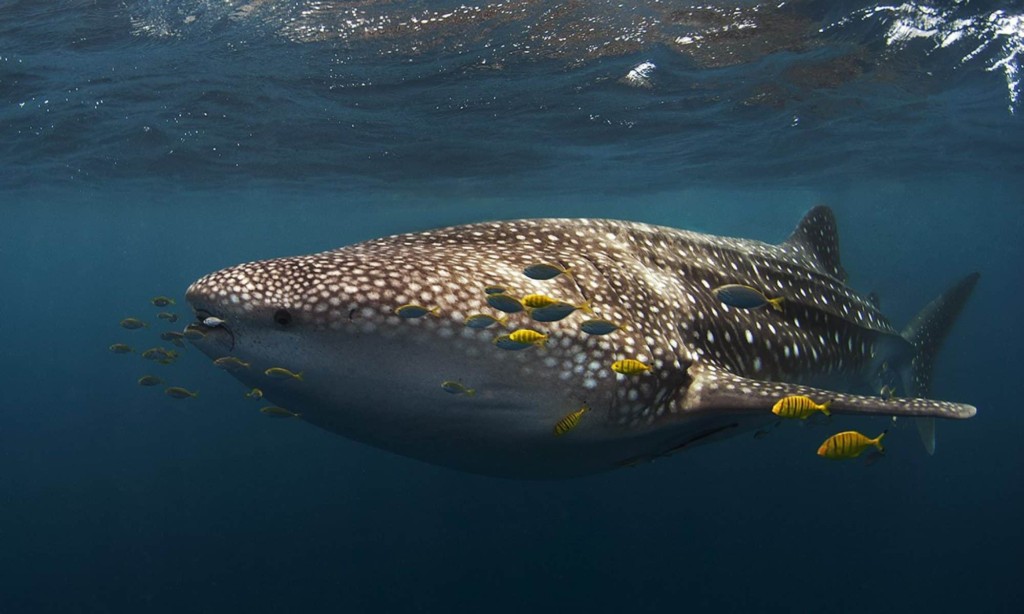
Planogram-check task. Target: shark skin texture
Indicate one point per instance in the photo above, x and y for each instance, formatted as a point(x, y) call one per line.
point(716, 370)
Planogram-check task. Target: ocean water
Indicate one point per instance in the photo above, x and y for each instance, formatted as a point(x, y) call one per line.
point(147, 142)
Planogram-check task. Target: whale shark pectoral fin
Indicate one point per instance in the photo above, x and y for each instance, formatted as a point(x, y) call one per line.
point(715, 389)
point(926, 429)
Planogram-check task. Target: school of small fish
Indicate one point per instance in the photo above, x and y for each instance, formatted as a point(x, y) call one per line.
point(168, 356)
point(538, 308)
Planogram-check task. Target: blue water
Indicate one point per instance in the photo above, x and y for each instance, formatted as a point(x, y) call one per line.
point(145, 143)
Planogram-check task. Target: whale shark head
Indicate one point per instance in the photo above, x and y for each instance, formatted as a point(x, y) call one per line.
point(375, 375)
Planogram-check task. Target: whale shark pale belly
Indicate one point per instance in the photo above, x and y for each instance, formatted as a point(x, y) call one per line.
point(717, 370)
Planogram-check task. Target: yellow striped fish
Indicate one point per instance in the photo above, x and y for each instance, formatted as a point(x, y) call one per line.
point(629, 366)
point(570, 421)
point(799, 406)
point(849, 444)
point(538, 301)
point(529, 337)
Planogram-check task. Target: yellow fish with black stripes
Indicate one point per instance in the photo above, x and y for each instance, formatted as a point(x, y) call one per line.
point(570, 421)
point(849, 444)
point(799, 406)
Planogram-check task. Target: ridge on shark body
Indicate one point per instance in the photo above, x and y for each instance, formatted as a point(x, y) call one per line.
point(715, 370)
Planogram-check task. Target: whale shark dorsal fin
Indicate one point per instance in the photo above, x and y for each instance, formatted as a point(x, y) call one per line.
point(715, 389)
point(816, 237)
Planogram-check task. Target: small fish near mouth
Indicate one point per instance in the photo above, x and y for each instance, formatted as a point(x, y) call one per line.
point(209, 323)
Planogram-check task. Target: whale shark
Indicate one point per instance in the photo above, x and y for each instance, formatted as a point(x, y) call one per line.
point(435, 389)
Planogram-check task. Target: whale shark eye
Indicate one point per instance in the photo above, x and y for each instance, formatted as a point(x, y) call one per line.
point(283, 317)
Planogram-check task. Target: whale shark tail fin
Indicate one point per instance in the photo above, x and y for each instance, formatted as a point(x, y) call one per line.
point(926, 333)
point(816, 238)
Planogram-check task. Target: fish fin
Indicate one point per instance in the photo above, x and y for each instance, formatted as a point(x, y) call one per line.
point(926, 333)
point(816, 237)
point(719, 390)
point(929, 329)
point(926, 430)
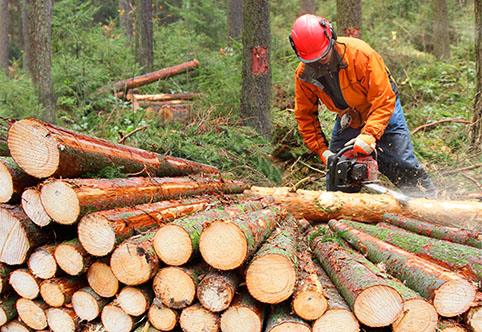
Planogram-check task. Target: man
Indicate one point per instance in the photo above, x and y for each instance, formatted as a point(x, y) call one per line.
point(351, 79)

*THE PROBLEM*
Reproduce all of the data above word for word, leaving out the pictures.

*WORKED SOLUTION*
Planogram-check task. Target: shark skin texture
Indicate one point per instance in the photo above, x and y for each instance, formatted as a point(x, y) call one per line.
point(716, 370)
Planogram-check task. Target: ocean water
Indicate one point per instance in the photo above, x and y for each instance, formatted as a point(x, y) call one per line.
point(147, 142)
Planogram-check task. Target: whale shark pectoral fin
Indicate one point per instance in the photo above, x and y for each instance, formatted as a point(x, y) call one per line.
point(715, 389)
point(926, 429)
Planogram-check task. Target: school of small fish
Indicate one point per instance in the photo above, x and y for each instance, formatted as a point(x, y) call one per line.
point(168, 356)
point(538, 308)
Planogram-check task. Target: blue water
Indicate one point per instance in the photo above, x and y for each instance, formatted as a point(x, y) call one per line.
point(145, 143)
Planogram-check task. Target: whale shark head
Indicate one point per instance in the photo above, x and y for each instance, formatted as a point(x, y) call one per line.
point(375, 375)
Planogram-check task. Target: whale shark pale belly
Indicate one point per instance in the photo above, x and y for each instance, formatted as a point(x, y) call one per line.
point(717, 370)
Planogram-check task. Target: yellow striped fish
Indicate one point per instance in the photo above, x and y for each instance, formatted as a point(x, y) call one per line.
point(629, 366)
point(570, 421)
point(799, 406)
point(849, 444)
point(538, 301)
point(529, 337)
Planogram-check task. Target: yellow fish with black stripes
Indicate one point per instance in the photo above, x and y for each instance, formatted as a point(x, y) call one per line.
point(570, 421)
point(849, 444)
point(799, 406)
Planogram-check task. Target: ridge on shark body
Indicate one point per instance in the photo above, x and y for each instance, formatted as a point(x, y) call one per line.
point(715, 370)
Planogram-check task. Target: whale shark dorsal fin
Indicate one point per instance in the photo above, x and y for each instance, formatted as a point(x, y) call one per line.
point(715, 389)
point(816, 237)
Planogram-check task. Target: small fish near mouth
Indicate one point per instance in the photo above, x and y for each instance, formatted as a point(x, y) call one per line.
point(209, 323)
Planogram-check task. Target: whale shark
Indicate one point per instance in the photo above, x and y for each instance, formatted as a point(x, y) call one per line.
point(435, 389)
Planogram-check task. Target: whale shark eye
Indicate one point per instance in the photo above, x and y for each instance, formatted as a point(x, y) call one per line.
point(283, 317)
Planogram-check task. Target: whale shark tail fin
Indicate one point per instance in the photo above, x and y for each instance, formatted as a point(x, y) call one per line.
point(926, 333)
point(816, 238)
Planogram-check task. Target: fish fin
Indicate one point per instance in the photo above, x and y for each instance, formatted as a point(x, y) call one per line.
point(926, 333)
point(816, 237)
point(719, 390)
point(929, 329)
point(926, 430)
Planogram-check task. Target: man
Indicate one point per instance in the photo above, x and y for each instance, formatted as a point(x, y) call one per line.
point(351, 79)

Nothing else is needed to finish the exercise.